_Задания:_
- A) В приведенном ниже тексте о донских хуторах перескажите короче абзац, который начинается словами «Казачьи хутора существенно отличались», и сохраните его основные факты.
- B) Продолжите текст о казачьих хуторах на Дону, начав сразу после его последнего предложения.

_Фрагмент текста:_
В юрт каждой станицы входило несколько хуторов. Хуторами  на Дону назывались постоянные поселения, возникавшие в то время, когда донские казаки прочно закрепились в Диком Поле. Они использовались для занятия скотоводством, а впоследствии – и земледелием. Их возникновение на Дону относится к концу XVII в. Стремление казаков к сельскохозяйственному труду, отвлекавшему их от труда ратного, вызывало недовольство войсковых властей, которые требовали "жечь их без остатку". Однако остановить этот процесс уже было невозможно, и в последней четверти XVIII в. «хутора  приобрели законное право на свое существование от войскового правительства». Они уже были вполне приспособлены для занятий земледелием и оседлым скотоводством: росло число хозяйственных построек, вместо примитивных землянок отстраивали добротные дома. В административном отношении  хутор подчинялся станице, где имелось станичное правление.

Казачьи хутора существенно отличались от тех, что возникали в центральной России. История возникновения последних связана, преимущественно со столыпинской реформой начала XX в., когда крестьяне получили право выхода из общины и обустройства отрубов-хуторов. Крестьянские хутора были, как правило, малодворными, в то время как казачьи, имевшие давнюю историю, могли быть очень большими, многие из них имели развитую инфрастуктуру, делились, как и станицы, на концы, имели плац, церковь, школу, "питейные"  и торговые заведения.  Именно таким, судя, по описанию И. Машкова, был  в конце XIX в. хутор Сычи, расположенный в юрте станицы Михайловской: "Сычи были крупнее и культурнее Красного. Кабак не был здесь единственным "культурным" центром, как в Красном. Тут была церковь и даже школа. Хутор выглядел совсем иным. Он был даже порядком распланирован. В его центре была площадь, на которой и сосредотачивались все общественные учреждения тех времен: церковь, кабак, школа. Плюс к этому несколько штук торговых лавок. Все это создавало впечатление большой культурности. Шутка-ли, тут было два попа, дъякон, два псаломщика, учитель, торговцы, ремесленники! Целый круг "интеллигенции" в кавычках и без кавычек. Тут я впервые увидел и услышал гитару…"

_Исходные данные:_
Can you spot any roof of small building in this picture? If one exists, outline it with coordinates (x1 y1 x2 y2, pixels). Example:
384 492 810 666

_Ответы:_
- A) Казачьи хутора заметно отличались от хуторов центральной России. Те появились в основном после столыпинской реформы начала XX в., когда крестьяне получили право выходить из общины и заводить отруба-хутора, и обычно были малодворными. Казачьи хутора имели давнюю историю и могли быть очень крупными. Многие из них обладали развитой инфраструктурой: как и станицы, они делились на концы, имели плац, церковь, школу, питейные и торговые заведения. Таким, по описанию И. Машкова, был в конце XIX в. хутор Сычи в юрте станицы Михайловской. Он был крупнее Красного и упорядоченно распланирован. На центральной площади располагались церковь, кабак, школа и несколько торговых лавок. Там жили два попа, дьякон, два псаломщика, учитель, торговцы и ремесленники.

- B)
Пытаясь воссоздать психологический портрет донских казаков, И. Машков оговаривался, что не поддерживает тех, кто пытается их "обелить или очернить". Однако, по его мнению, среди тех, кто не принадлежал к казачьему сословию, сложился образ казаков – "диких варваров, способных быть только палачами". По этому поводу Машков писал: "В своем быту донские казаки времен 1880-1900-х гг. были такими же мирными земледельцами, гостеприимными, радушными и жизнерадостными, как и другие народности нашей страны". Однако самобытность казачьей культуры была очевидной, и она производила в буквальном смысле завораживающее воздействие на мальчика Илью. Эта самобытность определялась совершенно особым укладом жизни казаков, сформировавшихся из вольных сообществ мужчин-воинов. На протяжении веков они  отстаивали свои вольности, сохраняли воинский общинный уклад, особые обычаи и обряды. На фоне пестрой в культурном  и социальном отношениях массы иногородних (не имевших к тому же на Дону собственной системы самоуправления) казаки выступали как сила организованная, сплоченная  общей идеей служения царю,  отечеству и православию и верностью казачьим традициям. Казачья  культура поражала  и тех, кто воспринимал казаков, как душителей свободы, палачей и убийц, и тех, кто полагал, что именно казачеству суждено быть хранителями русской народной самобытности.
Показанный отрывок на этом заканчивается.